REQUIREMENT — Find each line of the material that contains the string "forewing", and copy those lines.

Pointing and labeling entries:
^^^^^^^^^^^^^^^^

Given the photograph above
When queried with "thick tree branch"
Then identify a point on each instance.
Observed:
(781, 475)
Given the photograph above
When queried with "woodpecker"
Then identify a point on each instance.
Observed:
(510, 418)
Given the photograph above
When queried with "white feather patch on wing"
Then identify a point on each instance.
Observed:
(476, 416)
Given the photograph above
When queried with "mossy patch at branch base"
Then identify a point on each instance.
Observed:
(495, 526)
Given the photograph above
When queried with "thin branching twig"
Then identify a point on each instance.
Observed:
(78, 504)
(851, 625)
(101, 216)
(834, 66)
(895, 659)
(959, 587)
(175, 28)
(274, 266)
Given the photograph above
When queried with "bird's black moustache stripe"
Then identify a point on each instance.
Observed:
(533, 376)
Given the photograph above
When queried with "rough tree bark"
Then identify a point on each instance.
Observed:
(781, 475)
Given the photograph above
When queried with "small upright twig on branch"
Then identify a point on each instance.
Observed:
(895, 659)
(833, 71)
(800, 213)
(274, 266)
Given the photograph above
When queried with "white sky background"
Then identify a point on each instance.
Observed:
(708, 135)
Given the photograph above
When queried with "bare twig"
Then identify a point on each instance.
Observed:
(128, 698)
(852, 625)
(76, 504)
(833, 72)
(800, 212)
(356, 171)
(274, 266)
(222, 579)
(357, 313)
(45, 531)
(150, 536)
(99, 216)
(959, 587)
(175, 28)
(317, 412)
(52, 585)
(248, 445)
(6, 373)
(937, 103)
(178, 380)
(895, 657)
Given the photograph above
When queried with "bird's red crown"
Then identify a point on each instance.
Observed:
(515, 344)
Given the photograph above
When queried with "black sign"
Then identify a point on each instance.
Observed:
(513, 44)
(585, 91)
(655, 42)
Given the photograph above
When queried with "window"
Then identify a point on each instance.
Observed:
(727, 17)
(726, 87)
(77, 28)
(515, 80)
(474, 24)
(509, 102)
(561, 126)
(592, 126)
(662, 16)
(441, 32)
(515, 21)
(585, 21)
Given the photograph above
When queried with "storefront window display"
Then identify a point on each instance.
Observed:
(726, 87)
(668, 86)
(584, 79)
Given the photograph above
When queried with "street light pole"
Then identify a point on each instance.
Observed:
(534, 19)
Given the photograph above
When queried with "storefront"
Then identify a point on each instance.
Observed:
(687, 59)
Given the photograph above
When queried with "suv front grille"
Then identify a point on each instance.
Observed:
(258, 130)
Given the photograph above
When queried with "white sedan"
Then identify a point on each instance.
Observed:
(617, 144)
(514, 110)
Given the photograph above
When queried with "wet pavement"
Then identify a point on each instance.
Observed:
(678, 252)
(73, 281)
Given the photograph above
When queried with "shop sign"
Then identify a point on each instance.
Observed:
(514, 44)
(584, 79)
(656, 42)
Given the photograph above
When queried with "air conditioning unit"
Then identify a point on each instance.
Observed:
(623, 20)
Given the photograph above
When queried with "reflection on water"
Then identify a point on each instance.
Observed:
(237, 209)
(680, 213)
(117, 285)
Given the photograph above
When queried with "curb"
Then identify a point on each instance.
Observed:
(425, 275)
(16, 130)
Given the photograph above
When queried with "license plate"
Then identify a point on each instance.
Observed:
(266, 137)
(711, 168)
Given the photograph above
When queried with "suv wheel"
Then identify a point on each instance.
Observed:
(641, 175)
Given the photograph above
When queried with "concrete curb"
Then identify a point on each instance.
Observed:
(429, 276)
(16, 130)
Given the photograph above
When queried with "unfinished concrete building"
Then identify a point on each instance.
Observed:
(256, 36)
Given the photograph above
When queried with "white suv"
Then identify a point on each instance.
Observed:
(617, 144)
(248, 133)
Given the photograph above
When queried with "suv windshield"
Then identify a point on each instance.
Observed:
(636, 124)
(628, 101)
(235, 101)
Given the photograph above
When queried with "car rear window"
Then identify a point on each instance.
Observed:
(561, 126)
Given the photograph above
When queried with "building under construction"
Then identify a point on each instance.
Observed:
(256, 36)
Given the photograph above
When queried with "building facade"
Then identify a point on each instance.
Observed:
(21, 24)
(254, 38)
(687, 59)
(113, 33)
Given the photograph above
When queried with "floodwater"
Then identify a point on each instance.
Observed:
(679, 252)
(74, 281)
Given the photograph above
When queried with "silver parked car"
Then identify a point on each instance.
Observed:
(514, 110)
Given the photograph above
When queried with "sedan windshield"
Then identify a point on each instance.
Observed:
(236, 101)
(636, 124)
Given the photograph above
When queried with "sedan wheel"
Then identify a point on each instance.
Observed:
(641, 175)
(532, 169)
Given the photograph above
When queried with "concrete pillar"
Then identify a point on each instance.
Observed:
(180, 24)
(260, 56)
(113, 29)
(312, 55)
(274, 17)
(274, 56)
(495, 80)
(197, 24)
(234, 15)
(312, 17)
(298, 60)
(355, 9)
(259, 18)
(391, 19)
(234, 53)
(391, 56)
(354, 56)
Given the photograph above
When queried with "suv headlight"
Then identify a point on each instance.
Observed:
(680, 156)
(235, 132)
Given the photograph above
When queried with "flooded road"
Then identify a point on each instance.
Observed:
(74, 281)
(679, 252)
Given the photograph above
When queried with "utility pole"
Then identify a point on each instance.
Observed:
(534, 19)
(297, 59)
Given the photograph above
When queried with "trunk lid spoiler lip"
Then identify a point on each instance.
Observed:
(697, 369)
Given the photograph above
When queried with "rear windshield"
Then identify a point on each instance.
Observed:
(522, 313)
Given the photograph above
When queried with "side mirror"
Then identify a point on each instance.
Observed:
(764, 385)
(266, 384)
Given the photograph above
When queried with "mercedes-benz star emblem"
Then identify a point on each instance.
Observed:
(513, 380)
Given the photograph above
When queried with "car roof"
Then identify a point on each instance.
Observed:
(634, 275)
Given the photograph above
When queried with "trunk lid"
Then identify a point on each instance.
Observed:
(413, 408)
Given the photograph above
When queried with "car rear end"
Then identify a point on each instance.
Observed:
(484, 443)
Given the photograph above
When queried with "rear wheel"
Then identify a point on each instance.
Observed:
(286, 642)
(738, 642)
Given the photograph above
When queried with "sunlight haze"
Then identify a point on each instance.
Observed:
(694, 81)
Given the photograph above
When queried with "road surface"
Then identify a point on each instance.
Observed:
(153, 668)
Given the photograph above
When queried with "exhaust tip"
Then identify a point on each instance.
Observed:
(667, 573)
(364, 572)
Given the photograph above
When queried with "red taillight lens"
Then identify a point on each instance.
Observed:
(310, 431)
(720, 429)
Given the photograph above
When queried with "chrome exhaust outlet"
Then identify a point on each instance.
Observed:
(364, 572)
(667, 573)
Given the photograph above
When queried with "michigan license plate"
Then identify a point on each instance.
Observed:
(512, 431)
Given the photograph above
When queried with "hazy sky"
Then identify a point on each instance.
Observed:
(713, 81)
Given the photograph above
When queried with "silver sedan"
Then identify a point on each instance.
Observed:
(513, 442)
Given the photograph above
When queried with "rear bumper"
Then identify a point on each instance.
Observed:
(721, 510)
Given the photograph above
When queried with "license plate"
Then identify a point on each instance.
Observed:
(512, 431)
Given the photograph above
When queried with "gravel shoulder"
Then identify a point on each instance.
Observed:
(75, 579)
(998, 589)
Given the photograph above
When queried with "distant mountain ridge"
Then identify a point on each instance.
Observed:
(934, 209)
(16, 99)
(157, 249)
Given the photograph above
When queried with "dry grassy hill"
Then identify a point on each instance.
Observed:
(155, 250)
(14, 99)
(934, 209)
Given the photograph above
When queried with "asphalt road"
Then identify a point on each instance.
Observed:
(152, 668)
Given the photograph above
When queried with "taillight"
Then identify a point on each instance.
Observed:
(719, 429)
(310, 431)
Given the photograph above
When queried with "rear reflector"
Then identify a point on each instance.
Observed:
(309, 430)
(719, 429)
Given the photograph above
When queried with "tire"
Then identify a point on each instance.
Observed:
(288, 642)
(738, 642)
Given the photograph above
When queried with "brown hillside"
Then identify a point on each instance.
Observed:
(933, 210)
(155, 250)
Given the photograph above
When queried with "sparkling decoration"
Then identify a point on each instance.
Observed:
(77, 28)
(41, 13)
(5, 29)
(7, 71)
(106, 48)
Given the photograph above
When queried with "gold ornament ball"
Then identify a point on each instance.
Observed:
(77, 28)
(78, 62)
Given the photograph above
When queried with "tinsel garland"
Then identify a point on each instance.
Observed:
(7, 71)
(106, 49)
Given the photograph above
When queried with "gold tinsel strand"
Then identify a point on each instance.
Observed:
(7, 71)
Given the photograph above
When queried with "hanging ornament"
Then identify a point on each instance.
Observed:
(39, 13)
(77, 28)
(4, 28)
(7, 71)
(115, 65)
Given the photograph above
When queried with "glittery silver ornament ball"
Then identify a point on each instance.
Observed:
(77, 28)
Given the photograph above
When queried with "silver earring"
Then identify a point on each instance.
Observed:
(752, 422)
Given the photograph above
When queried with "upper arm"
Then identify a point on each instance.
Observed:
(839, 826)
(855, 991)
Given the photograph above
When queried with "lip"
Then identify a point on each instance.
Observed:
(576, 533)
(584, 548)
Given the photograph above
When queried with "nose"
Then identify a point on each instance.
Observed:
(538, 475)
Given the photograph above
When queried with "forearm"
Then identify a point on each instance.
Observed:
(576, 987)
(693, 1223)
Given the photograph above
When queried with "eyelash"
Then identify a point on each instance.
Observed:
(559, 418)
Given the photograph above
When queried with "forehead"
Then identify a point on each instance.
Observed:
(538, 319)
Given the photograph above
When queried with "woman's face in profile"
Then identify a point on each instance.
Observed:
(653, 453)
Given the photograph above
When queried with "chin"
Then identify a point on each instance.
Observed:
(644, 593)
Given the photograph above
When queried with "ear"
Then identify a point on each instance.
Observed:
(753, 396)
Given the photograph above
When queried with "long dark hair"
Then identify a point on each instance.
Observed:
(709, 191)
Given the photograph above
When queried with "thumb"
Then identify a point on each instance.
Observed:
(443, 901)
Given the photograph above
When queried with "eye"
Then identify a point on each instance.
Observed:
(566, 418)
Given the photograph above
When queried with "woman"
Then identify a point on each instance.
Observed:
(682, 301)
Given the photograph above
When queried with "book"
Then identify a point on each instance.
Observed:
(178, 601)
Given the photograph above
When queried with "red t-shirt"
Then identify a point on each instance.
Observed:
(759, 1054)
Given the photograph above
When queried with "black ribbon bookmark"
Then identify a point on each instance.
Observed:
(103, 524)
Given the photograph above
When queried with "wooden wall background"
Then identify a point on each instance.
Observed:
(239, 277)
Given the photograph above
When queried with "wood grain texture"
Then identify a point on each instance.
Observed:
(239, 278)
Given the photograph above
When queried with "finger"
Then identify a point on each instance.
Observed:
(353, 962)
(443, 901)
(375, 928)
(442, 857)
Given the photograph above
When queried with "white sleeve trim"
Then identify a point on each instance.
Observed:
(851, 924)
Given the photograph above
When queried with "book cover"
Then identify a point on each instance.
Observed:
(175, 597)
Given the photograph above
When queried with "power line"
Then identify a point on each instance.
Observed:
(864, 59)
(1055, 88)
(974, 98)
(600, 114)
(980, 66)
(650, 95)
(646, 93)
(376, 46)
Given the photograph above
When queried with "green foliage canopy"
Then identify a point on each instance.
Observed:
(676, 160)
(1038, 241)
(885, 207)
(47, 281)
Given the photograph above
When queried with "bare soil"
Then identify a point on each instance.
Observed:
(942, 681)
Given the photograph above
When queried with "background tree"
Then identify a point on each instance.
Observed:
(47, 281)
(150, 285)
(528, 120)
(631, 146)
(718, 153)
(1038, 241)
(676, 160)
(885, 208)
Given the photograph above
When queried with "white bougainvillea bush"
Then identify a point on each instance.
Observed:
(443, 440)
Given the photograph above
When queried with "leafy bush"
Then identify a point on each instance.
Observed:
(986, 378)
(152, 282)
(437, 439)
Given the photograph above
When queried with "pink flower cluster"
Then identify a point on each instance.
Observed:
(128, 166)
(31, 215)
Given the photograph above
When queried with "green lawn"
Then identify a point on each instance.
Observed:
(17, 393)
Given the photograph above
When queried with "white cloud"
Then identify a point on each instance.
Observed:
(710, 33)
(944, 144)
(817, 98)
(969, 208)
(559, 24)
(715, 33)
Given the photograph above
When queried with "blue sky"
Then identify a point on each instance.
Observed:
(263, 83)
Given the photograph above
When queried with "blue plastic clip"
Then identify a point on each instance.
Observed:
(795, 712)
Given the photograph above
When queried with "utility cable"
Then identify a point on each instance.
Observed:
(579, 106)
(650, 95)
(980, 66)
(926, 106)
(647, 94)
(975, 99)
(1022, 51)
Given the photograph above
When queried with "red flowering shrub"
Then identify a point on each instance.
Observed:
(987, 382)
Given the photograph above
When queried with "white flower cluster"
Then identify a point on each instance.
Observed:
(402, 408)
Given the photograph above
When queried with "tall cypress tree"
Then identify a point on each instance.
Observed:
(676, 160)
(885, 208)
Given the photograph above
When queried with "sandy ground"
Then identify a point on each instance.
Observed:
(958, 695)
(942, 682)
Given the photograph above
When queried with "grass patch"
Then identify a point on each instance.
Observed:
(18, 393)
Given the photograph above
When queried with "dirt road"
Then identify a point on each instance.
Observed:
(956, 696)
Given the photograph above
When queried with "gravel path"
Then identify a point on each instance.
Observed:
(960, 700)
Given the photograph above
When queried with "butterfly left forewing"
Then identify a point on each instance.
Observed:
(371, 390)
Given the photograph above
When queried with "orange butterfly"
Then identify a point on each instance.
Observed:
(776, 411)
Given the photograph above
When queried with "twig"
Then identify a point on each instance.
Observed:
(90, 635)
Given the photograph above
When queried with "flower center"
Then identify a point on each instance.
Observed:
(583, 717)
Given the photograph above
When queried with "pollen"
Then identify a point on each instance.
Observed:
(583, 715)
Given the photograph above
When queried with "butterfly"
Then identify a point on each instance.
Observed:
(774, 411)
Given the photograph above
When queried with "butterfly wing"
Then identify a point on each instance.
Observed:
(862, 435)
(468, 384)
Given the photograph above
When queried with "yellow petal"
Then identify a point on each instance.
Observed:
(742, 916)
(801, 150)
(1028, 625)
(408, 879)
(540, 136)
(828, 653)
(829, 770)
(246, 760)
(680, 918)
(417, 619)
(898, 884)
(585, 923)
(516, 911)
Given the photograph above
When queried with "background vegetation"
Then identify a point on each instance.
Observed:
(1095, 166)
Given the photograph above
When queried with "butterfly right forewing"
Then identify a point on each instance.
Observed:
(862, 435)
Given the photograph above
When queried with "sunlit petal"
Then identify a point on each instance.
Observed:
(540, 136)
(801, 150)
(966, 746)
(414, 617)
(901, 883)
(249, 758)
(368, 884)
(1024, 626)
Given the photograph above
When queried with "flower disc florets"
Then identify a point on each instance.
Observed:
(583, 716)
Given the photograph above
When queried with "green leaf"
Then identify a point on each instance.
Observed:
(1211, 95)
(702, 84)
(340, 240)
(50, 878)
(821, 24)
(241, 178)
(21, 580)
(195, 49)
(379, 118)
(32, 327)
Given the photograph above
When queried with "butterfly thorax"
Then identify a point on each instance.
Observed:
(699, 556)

^^^^^^^^^^^^^^^^

EXERCISE ANSWER —
When queried with "butterfly left forewing"
When queried with "butterfly right forewing"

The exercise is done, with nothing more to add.